▸ REQUEST: Repeat the lines that follow, leaving nothing out.

▸ DATASET ENTRIES:
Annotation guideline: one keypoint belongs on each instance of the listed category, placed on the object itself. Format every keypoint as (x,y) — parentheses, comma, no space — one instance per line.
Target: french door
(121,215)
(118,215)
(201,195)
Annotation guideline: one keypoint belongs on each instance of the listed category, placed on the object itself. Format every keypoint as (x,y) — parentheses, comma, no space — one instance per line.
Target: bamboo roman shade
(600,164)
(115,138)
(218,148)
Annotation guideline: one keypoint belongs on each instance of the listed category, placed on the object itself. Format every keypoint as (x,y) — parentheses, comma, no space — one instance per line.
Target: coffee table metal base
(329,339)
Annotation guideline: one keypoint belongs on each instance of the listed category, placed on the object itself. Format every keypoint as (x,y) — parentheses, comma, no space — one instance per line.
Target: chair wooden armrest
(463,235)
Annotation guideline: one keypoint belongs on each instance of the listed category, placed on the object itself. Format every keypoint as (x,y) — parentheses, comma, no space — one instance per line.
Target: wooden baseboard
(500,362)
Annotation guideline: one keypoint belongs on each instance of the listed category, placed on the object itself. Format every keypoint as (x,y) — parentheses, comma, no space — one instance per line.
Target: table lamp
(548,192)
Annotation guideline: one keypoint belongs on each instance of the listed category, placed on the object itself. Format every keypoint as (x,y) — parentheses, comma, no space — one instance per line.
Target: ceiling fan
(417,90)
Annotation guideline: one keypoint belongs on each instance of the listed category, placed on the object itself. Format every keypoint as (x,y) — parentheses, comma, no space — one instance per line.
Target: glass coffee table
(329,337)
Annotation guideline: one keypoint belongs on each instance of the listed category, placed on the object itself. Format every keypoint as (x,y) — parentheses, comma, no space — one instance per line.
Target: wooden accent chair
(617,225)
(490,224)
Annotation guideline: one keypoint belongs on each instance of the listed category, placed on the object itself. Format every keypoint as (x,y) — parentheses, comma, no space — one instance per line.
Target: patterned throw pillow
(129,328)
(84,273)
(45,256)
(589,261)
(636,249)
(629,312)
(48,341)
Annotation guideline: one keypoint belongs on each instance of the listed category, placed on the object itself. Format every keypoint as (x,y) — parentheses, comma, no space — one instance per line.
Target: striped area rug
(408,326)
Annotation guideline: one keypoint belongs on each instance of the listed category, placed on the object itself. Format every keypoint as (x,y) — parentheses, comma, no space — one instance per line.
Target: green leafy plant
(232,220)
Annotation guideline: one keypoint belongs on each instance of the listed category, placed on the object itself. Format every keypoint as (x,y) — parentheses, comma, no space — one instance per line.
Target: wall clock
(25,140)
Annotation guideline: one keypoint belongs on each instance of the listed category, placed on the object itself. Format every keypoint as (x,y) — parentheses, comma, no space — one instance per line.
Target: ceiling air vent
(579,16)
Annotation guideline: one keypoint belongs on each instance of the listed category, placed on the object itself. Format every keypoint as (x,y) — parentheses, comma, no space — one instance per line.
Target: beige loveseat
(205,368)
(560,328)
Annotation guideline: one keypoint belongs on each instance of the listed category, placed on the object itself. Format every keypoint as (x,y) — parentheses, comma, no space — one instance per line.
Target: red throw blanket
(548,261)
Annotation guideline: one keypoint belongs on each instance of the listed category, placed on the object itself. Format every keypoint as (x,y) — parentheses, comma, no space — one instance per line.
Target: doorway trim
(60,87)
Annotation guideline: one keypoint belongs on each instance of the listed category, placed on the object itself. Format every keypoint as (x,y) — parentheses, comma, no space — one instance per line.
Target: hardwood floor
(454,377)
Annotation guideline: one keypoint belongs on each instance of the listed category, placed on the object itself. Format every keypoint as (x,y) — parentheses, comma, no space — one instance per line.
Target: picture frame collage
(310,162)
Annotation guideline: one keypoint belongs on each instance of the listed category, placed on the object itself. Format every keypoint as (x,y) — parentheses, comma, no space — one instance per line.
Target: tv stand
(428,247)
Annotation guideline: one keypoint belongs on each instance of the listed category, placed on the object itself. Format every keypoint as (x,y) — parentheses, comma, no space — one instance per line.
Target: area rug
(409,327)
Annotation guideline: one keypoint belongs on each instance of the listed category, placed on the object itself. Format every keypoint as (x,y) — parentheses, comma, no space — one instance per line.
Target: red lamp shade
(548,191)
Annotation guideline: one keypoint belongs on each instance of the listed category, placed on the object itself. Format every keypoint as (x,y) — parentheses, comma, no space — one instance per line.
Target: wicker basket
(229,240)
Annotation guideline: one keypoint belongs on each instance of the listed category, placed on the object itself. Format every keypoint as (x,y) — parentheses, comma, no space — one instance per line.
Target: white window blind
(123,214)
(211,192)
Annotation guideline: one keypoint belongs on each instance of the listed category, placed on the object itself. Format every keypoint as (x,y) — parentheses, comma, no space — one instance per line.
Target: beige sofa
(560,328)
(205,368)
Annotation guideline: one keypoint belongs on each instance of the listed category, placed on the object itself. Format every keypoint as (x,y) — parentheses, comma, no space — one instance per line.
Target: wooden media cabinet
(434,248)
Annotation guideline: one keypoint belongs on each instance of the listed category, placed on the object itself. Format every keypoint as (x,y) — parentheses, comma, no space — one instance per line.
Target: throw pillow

▸ REPLY:
Annotation guideline: one keypoint belongs on each instance of the listed category, placed on the object itself. Format every keypoint as (x,y) — parentheses, comma, no space — one instance per line.
Target: french door
(121,215)
(118,215)
(201,195)
Annotation guideline: one keypoint belongs on each instance of the listed category, placed on the object itself. Format every keypoint as (x,y) — parentheses, comma, no space — one instance per line.
Target: bamboo roman shade
(600,164)
(115,138)
(218,148)
Annotation guideline: one keypoint belongs on each instance of the listed category, placed on the object itself. Format every keypoint as (x,y) — parentheses, comma, no space — one instance per line.
Target: coffee table metal base
(329,339)
Annotation guideline: one keypoint belongs on each instance of the listed category, placed on the object itself. Format every keypoint as (x,y) — parentheses, comma, no space — one instance per line.
Target: chair wooden armrest
(463,235)
Annotation guideline: one keypoint belongs on each instance of the listed category, placed on the object itself. Format every keypoint as (x,y) — parentheses, comma, no space — one instance per line.
Target: wooden baseboard
(500,362)
Annotation guideline: one keypoint belongs on each instance of the listed category, placed on the object itself. Format every keypoint as (x,y) — parentheses, comma, no space — one instance per line.
Target: table lamp
(548,192)
Annotation guideline: one keypoint belongs on each instance of the listed category, placed on the object itself. Format every keypoint as (x,y) — parentheses, comma, no space — one instance per line.
Target: ceiling fan
(417,90)
Annotation guideline: one keypoint belongs on each instance of the listed category, placed on the object itself. Format every keypoint as (x,y) — parentheses, comma, no space — one instance per line.
Target: glass coffee table
(329,337)
Annotation guideline: one keypoint belongs on each instance of the listed category, placed on the object itself. Format every keypoint as (x,y) — parentheses, comma, no space — one instance per line.
Target: wooden accent chair
(617,225)
(490,224)
Annotation guideline: one keypoint belongs on each instance of the listed category, placed on the object itself. Format every keypoint as (x,y) — parentheses, comma, no space — one instance per line.
Target: patterned throw pillow
(129,328)
(84,273)
(45,256)
(589,261)
(636,249)
(629,312)
(48,341)
Annotation guideline: one keypoint belongs on each instance of the listed category, placed on the object itself. Format every keypoint as (x,y) — parentheses, comma, no space — one instance per line.
Target: striped area rug
(408,326)
Annotation guideline: one keypoint belongs on each instance of the listed category, placed on the object itself. Format every keypoint as (x,y) — parentheses, comma, no space — one instance per line.
Target: green leafy plant
(232,220)
Annotation guideline: one keypoint belongs on each instance of the listed category, placed on the object itself. Format every keypoint as (x,y) — parentheses, comma, no space — one instance per line.
Target: wall clock
(25,140)
Annotation guideline: one keypoint belongs on each instance of the listed category, placed on the object itself. Format every keypoint as (x,y) — parentheses, comma, no space — one instance per line.
Target: ceiling air vent
(579,16)
Annotation guideline: one keypoint belongs on each instance of the listed category, placed on the object itself. Format every keypoint as (x,y) — parentheses, comma, no space — one instance per line.
Target: beige loveseat
(205,368)
(560,328)
Annotation guideline: one keypoint belongs on each instance of the listed category, placed on the object itself. Format every keypoint as (x,y) — parentheses, comma, no space — one instance per line.
Target: red throw blanket
(548,261)
Annotation guideline: one keypoint belongs on each instance of the listed category, placed on the object itself. Format every keypoint as (x,y) — parentheses, comma, no space — one instance per line.
Target: doorway trim
(60,87)
Annotation guideline: one keypoint belongs on each instance of the listed category, placed on the object itself. Format every keypoint as (x,y) — parentheses, comma, no space — one instance per line.
Target: hardwood floor
(454,377)
Annotation guideline: one keypoint belongs on each instance of the listed category, placed on the object itself. Format every keypoint as (x,y) — parentheses, comma, no space — one instance per line.
Target: picture frame collage
(310,162)
Annotation guideline: one keypoint belongs on each instance of the listed category, placed on the object itself. Format every keypoint as (x,y) — parentheses, comma, no space — one instance per line.
Target: tv stand
(428,247)
Annotation guideline: one keypoint belongs on each instance of the listed category, placed on the object itself. Format every keypoint as (x,y) — parentheses, comma, no space — one instance per line.
Target: area rug
(409,327)
Annotation guideline: one keypoint belongs on each instance of the listed category, placed on the object itself. Format every keypoint as (x,y) — parentheses, comma, no space — one instance per line.
Target: red lamp shade
(548,191)
Annotation guideline: one keypoint belongs on each instance of the listed category, placed on the object itself. Format every keypoint as (x,y) — parentheses, comma, no space — one instance per line.
Target: wicker basket
(229,240)
Annotation guideline: one keypoint belongs on each instance of the listed category, placed on the object itself. Format every keypoint as (x,y) — parentheses, comma, no space — one instance per line.
Target: white window blind
(123,214)
(211,192)
Annotation guideline: one keypoint belongs on each instance of the listed category, placed on the object itself. Format every keypoint as (x,y) — parentheses, comma, no space — one instance per line.
Target: beige sofa
(560,328)
(205,368)
Annotation guideline: one keypoint belongs on each instance of the listed category, placed on the object itself. Format every keypoint as (x,y) — parentheses, comma, no space — one instance per line.
Target: wooden media cabinet
(434,248)
Annotation guideline: one keypoint belongs on each instance of the listed category, placed on the object itself. Format every keypoint as (x,y) — parentheses, comma, no space — one instance per line.
Target: throw pillow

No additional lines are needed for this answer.